▶ **What this task involves**: Return all the entries below exactly as they were given.

▶ **Records to process**:
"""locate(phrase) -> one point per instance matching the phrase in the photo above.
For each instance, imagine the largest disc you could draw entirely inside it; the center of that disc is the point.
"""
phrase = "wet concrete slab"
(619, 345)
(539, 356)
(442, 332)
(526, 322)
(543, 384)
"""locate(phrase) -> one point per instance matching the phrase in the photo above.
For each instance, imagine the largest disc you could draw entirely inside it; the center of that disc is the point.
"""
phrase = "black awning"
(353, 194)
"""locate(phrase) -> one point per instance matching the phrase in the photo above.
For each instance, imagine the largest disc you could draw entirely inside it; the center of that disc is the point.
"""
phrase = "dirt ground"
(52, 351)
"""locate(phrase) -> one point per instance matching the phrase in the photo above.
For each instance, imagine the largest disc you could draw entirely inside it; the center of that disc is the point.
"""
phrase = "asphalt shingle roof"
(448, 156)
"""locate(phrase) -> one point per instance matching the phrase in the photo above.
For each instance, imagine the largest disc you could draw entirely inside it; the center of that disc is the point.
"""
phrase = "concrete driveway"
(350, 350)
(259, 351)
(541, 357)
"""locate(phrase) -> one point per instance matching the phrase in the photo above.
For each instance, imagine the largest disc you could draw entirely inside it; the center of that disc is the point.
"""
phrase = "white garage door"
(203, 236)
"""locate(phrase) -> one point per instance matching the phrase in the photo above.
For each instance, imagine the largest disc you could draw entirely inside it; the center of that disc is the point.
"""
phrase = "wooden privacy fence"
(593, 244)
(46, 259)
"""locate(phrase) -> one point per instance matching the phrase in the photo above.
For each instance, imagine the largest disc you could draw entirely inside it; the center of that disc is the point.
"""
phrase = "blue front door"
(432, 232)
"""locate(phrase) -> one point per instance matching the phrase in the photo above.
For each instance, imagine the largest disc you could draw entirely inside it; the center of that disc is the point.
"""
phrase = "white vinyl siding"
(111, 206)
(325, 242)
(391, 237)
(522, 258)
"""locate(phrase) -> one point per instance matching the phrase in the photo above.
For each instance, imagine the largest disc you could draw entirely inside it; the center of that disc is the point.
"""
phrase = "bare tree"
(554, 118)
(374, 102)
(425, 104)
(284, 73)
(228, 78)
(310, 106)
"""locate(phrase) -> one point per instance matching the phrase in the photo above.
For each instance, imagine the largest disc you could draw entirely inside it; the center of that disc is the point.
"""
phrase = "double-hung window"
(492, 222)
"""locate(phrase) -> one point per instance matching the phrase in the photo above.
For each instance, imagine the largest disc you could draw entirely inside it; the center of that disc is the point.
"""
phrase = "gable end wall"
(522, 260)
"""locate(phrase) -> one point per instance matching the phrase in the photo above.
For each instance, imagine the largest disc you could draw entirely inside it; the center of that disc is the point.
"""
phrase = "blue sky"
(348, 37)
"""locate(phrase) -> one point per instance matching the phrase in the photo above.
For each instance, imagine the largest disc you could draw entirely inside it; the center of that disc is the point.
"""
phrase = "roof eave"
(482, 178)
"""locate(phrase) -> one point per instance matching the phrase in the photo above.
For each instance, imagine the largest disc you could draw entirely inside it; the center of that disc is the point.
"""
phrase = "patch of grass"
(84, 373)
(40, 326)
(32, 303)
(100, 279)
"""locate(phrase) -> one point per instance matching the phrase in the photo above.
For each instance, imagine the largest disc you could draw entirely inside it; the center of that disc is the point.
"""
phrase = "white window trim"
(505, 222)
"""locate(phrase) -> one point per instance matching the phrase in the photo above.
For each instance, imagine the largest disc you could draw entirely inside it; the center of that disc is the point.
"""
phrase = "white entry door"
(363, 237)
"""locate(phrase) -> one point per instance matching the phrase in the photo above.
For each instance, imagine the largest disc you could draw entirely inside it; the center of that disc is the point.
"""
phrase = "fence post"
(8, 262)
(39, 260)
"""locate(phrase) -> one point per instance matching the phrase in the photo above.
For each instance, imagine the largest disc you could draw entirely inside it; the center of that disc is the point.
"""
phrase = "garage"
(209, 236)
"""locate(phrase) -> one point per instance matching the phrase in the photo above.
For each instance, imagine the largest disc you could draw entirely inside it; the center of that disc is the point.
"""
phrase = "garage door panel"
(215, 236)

▶ **Output for this exercise**:
"""locate(phrase) -> one point per instance matching the phrase in the photo above.
For each instance, imagine the largest disc you could draw entirely inside it; the center of that disc is the point.
"""
phrase = "wet concrete slab"
(619, 345)
(539, 356)
(442, 332)
(526, 322)
(543, 384)
"""locate(phrase) -> one point per instance matching the phrase in the photo above.
For each instance, imagine the largest disc you could draw entirely inside it; the center of that disc is the point.
"""
phrase = "black awning"
(353, 194)
"""locate(phrase) -> one point per instance matching the phrase in the photo above.
For each instance, imagine the largest disc you could draw entirely inside it; the center of that disc is the point.
"""
phrase = "dirt ground"
(52, 351)
"""locate(phrase) -> one point per instance matching the phrase in the photo above.
For each instance, imagine the largest disc you could draw entirely inside it; the center of that disc is the point.
"""
phrase = "asphalt shingle roof"
(448, 156)
"""locate(phrase) -> one point per instance matching the phrase in the photo above.
For each instance, imagine the largest disc you could draw entirely inside it; the center of that disc is the point.
"""
phrase = "concrete driveway"
(350, 350)
(259, 351)
(541, 357)
"""locate(phrase) -> one point per instance matching the phrase in the photo above.
For each instance, imagine the largest disc you could draw entirely inside it; the center of that disc is the point.
"""
phrase = "white garage door"
(203, 236)
"""locate(phrase) -> one point per instance matching the phrase in the photo above.
For each instance, imagine the largest disc you could draw entirely inside it; the center of that disc is the point.
"""
phrase = "wooden privacy fence"
(593, 244)
(46, 259)
"""locate(phrase) -> one point per instance matching the phrase in the photo above.
For each instance, imagine the largest disc you could draw entirely inside it; the center of that disc is the point.
"""
phrase = "blue front door"
(432, 232)
"""locate(phrase) -> one point per instance matching the phrase in the photo above.
For each instance, imagine the largest disc you could draw entirely inside it; the center of that disc is the point.
"""
phrase = "white vinyl siding"
(111, 206)
(325, 242)
(391, 237)
(522, 258)
"""locate(phrase) -> one point per instance matching the phrase in the photo above.
For each instance, imagine the largest disc you could draw entirely inside it; the center of that disc is the point.
"""
phrase = "bare tree"
(554, 118)
(374, 102)
(425, 104)
(284, 73)
(228, 78)
(310, 106)
"""locate(phrase) -> one point per instance matching the phrase in the photo above.
For each instance, imagine the largest disc you could draw entirely inside it; the center of that disc is the point.
"""
phrase = "double-hung window"
(492, 222)
"""locate(phrase) -> one point per instance matching the phrase in the photo above.
For each instance, imagine the largest disc you could draw entirely inside it; the center of that disc is the point.
"""
phrase = "gable end wall"
(522, 260)
"""locate(phrase) -> one point per instance matching the phrase in the photo above.
For each instance, imagine the largest disc you could draw entirely inside it; the center of that disc is the point.
"""
phrase = "blue sky"
(348, 37)
"""locate(phrase) -> one point per instance matching the phrase in the photo above.
For each instance, imagine the largest disc you could draw entirely inside it; the center of that disc is the point.
"""
phrase = "roof eave"
(482, 178)
"""locate(phrase) -> one point per instance matching the phrase in the photo above.
For each instance, imagine the largest disc you could draw entirely inside it; the center of that disc is the point.
"""
phrase = "patch of grass"
(84, 373)
(40, 326)
(32, 303)
(100, 279)
"""locate(phrase) -> one point per instance matching the phrase in the photo above.
For each instance, imagine the largest disc you could draw entirely inside it; the center of that disc is the point.
"""
phrase = "white window trim"
(505, 222)
"""locate(phrase) -> one point per instance matching the phrase in the photo above.
For each instance, imagine the largest disc you could draw entirely inside it; the center of that disc is the point.
"""
phrase = "white entry door"
(363, 237)
"""locate(phrase) -> one point per instance matching the phrase in the photo above.
For each instance, imagine the largest disc you could draw entirely inside it; the center of that disc is the point.
"""
phrase = "fence post"
(8, 262)
(39, 260)
"""locate(phrase) -> one point per instance matching the phrase in the photo above.
For each instance, imagine the largest disc you could draw entirely inside it; the center of that disc is the point.
"""
phrase = "garage"
(209, 236)
"""locate(phrase) -> one point per instance matching the phrase in the photo above.
For each instance, imagine the largest disc you could draw entirely inside it; the center of that disc is the point.
"""
phrase = "garage door panel"
(215, 236)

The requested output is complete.